• **EXTRAIT**:
---

La mémoire (n'est-elle fonction que de lanterne sourde ?), le paysage (la réalité faussement dite extérieure), les mots (leur charge affective en jeu) : autant, je le voudrais, de vases communicants, gages d'intimité.
Désarroi de la lecture
Lire : triturer, malaxer, tordre et détordre au plus près d'une vérité qui échappe.
Des notes de lecture éparses sur la table, réduites au strict minimum, parfois plus développées, des phrases ou bribes de phrases recopiées, des réflexions adjacentes, d'inattendus croisements de chemins, une errance sans but, inquiète et captivante : le livre lu et relu se défait, soumis à une véritable mise en pièces — en vue de quelque remise en état pour l'instant douteuse, quelle reconstitution toujours à remettre en cause ?

---

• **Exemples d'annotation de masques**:
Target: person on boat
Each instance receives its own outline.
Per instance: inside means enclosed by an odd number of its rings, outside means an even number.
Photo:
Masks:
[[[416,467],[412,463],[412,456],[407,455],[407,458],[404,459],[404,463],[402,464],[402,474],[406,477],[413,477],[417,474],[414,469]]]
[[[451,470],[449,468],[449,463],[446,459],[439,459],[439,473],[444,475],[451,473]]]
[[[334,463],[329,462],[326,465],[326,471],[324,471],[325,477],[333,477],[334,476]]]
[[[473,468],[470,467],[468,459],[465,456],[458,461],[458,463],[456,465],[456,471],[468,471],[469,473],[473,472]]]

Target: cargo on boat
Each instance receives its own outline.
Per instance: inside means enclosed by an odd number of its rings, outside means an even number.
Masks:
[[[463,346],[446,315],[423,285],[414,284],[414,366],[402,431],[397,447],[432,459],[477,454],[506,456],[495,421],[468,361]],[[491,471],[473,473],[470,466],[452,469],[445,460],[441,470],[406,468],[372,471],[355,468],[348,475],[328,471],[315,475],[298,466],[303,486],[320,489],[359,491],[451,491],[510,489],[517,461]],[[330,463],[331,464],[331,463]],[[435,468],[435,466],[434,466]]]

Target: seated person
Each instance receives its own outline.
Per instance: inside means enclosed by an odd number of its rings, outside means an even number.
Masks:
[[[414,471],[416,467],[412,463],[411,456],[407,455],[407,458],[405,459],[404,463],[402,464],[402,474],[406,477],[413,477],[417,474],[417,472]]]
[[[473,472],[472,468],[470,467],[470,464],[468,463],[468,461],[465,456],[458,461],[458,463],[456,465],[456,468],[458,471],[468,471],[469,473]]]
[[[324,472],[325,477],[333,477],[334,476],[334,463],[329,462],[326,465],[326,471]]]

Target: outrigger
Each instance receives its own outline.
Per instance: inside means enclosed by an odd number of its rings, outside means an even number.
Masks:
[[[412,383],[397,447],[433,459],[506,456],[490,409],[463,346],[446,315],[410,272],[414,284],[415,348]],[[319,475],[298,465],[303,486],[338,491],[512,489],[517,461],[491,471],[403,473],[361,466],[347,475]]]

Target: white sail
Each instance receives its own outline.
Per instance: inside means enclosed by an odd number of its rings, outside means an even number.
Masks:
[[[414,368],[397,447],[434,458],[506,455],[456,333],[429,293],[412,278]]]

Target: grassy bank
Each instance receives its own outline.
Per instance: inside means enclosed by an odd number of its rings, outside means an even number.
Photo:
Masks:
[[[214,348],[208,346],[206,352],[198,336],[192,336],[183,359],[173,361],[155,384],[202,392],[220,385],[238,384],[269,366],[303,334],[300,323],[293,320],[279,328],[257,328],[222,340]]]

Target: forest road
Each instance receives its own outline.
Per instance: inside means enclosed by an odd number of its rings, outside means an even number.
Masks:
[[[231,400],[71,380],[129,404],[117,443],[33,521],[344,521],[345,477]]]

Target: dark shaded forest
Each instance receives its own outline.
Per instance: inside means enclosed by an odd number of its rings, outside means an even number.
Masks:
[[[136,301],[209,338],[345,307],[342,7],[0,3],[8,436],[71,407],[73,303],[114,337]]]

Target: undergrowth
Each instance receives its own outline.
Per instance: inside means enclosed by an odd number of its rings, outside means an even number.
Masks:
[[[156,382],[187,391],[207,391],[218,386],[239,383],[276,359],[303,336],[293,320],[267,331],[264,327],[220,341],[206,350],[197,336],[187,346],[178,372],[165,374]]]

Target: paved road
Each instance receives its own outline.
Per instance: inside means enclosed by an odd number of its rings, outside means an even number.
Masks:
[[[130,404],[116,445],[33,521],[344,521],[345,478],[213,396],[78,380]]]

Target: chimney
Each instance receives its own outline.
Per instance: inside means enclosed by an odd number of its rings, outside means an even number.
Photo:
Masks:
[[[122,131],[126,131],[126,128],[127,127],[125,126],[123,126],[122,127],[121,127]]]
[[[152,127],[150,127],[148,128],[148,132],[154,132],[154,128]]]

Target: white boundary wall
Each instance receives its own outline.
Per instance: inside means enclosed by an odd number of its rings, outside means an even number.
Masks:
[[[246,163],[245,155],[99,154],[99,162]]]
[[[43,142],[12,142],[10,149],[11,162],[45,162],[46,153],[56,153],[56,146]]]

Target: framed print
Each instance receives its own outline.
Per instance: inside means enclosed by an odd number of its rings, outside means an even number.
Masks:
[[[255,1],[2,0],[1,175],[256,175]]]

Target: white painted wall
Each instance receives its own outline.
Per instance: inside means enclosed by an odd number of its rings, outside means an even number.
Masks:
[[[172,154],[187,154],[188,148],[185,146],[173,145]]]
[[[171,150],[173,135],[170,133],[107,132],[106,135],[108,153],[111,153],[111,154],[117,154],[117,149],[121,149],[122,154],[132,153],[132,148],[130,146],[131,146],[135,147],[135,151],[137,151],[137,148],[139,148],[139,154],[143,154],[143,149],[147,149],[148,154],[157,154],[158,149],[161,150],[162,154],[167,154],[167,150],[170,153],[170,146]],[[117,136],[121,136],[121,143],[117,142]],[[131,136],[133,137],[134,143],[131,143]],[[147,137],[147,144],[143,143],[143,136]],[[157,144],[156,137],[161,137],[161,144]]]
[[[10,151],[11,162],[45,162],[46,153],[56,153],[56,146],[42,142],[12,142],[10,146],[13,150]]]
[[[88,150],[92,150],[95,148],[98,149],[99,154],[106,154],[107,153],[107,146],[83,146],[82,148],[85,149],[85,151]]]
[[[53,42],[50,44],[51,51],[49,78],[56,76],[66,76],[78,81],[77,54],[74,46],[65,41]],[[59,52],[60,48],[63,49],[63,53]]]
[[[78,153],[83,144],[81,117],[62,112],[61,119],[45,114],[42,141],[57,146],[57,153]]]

---

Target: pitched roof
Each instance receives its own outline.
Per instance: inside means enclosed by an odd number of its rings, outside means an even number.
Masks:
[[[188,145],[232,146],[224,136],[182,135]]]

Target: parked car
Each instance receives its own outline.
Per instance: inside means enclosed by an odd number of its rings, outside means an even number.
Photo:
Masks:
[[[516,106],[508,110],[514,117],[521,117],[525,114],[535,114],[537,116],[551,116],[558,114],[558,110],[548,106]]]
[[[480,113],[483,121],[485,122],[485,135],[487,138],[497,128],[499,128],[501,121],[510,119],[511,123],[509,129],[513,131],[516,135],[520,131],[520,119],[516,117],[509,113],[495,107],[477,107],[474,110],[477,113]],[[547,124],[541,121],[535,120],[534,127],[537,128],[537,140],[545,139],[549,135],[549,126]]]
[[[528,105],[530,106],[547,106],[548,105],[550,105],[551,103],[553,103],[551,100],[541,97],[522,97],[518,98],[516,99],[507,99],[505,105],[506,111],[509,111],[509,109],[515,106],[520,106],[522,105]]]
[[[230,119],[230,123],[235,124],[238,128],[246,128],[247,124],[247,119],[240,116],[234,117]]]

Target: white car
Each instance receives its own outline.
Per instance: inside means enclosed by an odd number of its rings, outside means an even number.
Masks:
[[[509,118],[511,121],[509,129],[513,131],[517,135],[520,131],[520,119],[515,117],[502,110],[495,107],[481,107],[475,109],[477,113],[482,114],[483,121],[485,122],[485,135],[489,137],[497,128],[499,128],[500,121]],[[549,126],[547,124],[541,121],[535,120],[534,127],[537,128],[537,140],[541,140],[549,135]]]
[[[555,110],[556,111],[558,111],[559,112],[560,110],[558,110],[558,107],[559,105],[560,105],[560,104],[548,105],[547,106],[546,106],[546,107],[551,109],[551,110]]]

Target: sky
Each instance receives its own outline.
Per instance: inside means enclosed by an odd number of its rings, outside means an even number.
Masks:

---

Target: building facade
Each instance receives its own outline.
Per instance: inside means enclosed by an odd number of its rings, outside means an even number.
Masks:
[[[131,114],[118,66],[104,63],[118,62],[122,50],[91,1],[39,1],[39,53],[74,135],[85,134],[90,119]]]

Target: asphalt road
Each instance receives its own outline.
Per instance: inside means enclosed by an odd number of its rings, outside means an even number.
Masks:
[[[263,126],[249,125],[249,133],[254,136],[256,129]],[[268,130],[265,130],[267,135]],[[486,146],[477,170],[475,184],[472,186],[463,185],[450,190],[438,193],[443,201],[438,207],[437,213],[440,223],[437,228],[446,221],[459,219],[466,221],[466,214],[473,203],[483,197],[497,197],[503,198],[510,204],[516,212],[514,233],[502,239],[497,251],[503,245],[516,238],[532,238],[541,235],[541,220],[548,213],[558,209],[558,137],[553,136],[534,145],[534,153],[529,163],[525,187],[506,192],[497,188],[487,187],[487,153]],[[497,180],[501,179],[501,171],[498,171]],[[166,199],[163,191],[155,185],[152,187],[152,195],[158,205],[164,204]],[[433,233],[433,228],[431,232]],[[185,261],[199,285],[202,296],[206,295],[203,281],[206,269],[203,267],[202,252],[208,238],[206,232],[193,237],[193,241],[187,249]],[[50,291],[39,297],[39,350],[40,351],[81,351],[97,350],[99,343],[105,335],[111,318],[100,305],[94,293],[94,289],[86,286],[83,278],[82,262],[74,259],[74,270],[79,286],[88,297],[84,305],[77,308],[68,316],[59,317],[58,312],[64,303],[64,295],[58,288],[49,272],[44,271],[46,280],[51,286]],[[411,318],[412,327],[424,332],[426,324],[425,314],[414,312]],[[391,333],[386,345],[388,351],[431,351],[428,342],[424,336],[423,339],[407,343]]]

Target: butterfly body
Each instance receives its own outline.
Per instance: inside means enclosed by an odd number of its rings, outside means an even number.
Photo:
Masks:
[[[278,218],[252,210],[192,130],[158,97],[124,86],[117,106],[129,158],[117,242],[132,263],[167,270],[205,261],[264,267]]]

---

• **CONSIGNES**:
[a] Dans l'extrait, quelles trois choses sont présentées comme autant de vases communicants ?
[b] Citez le passage de l'extrait qui va de « Des notes de » jusqu'à « remettre en cause ? ».
Les enregistrements ne jouent ici aucun rôle.

• **RÉPONSES DANS L'ORDRE**:
[a] La mémoire, le paysage et les mots.

[b]
Des notes de lecture éparses sur la table, réduites au strict minimum, parfois plus développées, des phrases ou bribes de phrases recopiées, des réflexions adjacentes, d'inattendus croisements de chemins, une errance sans but, inquiète et captivante : le livre lu et relu se défait, soumis à une véritable mise en pièces — en vue de quelque remise en état pour l'instant douteuse, quelle reconstitution toujours à remettre en cause ?